Source passage:
The event, according to Ottmar, was a big boost in recognition in the community and around the county. She started to get new faces in her classes and concern began to grow as they thought about the need for insurance and official certifications. At that point she began to explore what it would take to make this an official organization.

“We pursued a lot of different avenues, but we ultimately decided on becoming a non-profit organization,” Ottmar said.

Ottmar also referred to Melanie Carvell as a source of encouragement and advice when it came time to formalize everything. Carvell, a health and wellness guru, is a Mott native and recent author of her own book documenting her journey of wellness and success.

After they received their status, they then were required to carry insurance and have their instructors certified. The whole process took from early 2012 to the end of 2012.

Along the process, they had monthly wellness speakers or activities and only donations were accepted to attend these events. The hope was that they could educate the community on different topics, while also accepting donations to keep moving towards the goal of becoming an official organization.

“We charge little to nothing for any of our speakers, because, again, it’s something we’re trying to do for the community,” Ottmar said. “We run basically off of donations and the money that we make in our two main event of the year.”

Two of the events being the 5k Run/Walk held every July and the Zumbathon, an event that is only in its second year.

Set of tasks:
(a) Answer these about the passage about Ottmar's group, one per line:
(i) What kind of organization did they ultimately decide to become?
(ii) Over what span of time did the whole process take place?
(iii) In what month is the 5k Run/Walk held?
(b) Reproduce the passage about Ottmar's group word for word from "After they received" up to and including "becoming an official organization.".
(c) Write the next part of the passage about Ottmar's group, picking up after its final sentence.
The records have no connection to the passage about Ottmar's group.

Saved entries

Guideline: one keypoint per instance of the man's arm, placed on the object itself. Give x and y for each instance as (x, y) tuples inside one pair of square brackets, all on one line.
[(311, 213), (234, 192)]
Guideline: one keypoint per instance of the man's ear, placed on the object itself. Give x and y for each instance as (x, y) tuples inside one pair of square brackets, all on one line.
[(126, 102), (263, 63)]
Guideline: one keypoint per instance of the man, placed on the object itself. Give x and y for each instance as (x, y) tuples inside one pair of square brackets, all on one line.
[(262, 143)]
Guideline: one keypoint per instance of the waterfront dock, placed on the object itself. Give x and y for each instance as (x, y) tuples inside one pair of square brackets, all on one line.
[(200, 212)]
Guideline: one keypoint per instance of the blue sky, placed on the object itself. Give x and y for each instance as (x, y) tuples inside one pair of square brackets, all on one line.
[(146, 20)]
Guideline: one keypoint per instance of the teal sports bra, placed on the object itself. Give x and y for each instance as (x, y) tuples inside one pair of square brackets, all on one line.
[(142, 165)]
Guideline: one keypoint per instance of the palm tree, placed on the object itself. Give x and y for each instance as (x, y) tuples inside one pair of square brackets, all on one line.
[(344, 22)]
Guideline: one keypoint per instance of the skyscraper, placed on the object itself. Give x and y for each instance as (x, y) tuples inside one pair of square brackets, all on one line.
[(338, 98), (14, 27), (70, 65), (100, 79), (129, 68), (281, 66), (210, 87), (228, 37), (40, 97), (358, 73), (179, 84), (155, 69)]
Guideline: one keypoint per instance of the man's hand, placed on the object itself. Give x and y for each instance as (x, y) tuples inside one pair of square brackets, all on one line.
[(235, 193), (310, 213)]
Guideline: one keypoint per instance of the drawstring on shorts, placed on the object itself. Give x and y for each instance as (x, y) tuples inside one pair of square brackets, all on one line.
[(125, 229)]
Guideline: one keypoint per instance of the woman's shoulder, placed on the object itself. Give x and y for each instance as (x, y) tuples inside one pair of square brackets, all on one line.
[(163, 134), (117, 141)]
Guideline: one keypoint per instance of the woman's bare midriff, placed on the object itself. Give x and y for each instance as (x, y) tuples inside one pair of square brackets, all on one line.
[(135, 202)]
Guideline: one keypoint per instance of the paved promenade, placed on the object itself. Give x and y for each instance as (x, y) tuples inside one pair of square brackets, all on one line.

Solved problems:
(a)
(i) A non-profit organization
(ii) From early 2012 to the end of 2012
(iii) July

(b)
After they received their status, they then were required to carry insurance and have their instructors certified. The whole process took from early 2012 to the end of 2012.

Along the process, they had monthly wellness speakers or activities and only donations were accepted to attend these events. The hope was that they could educate the community on different topics, while also accepting donations to keep moving towards the goal of becoming an official organization.

(c)
Along with hosting wellness speakers and educational talks throughout the year, Just For The Health of It has also invited instructors that lead fitness classes, and at this point they have between six and eight classes per week.

“That’s pretty good, considering we’re a small community,” Ottmar said.

The ultimate goal, according to Ottmar, is for Just For The Health of It to become an official 501c3. Part of the requirements prior to applying for that status is proof of business practice for about five years.

The success of this group has Ottmar surprised at what has happened in such a short time.

“It really kind of started on a whim,” Ottmar said. “It wasn’t something that I planned but it just kind of grew and built into this.”

When they formalized the group, they put in a six person board that meets once a month.

The group sees a wide range of ages attend the events.

“It’s a wide range of people that participate,” Ottmar said.

Factoring into those ranges is the weather and the season, but she thought about 30 to 40 people in the community participate at some point throughout the year. The number of participants is larger for the 5k event, where they’ve had anywhere from 20 people to nearly 50. At the events you can see kids as young as nine and adults into their 80’s.

Aside from becoming an official 501c3, Ottmar’s goal for Just For The Health of It is to encourage people to keep moving and exercising.

“My ultimate goal is that more and more people see it as an attribute, that the wellness talks and exposure to wellness will reach out and influence people,” Ottmar said. “One thing that we do see, even though we don’t always have certain people participate in our classes or attending 100% of what we do, we see a lot more physical activity throughout the community, I’d like to think or believe that the seeds that we planted or the influence that we shed have had some bearing on that.”

What’s the future like for Just For The Health of It?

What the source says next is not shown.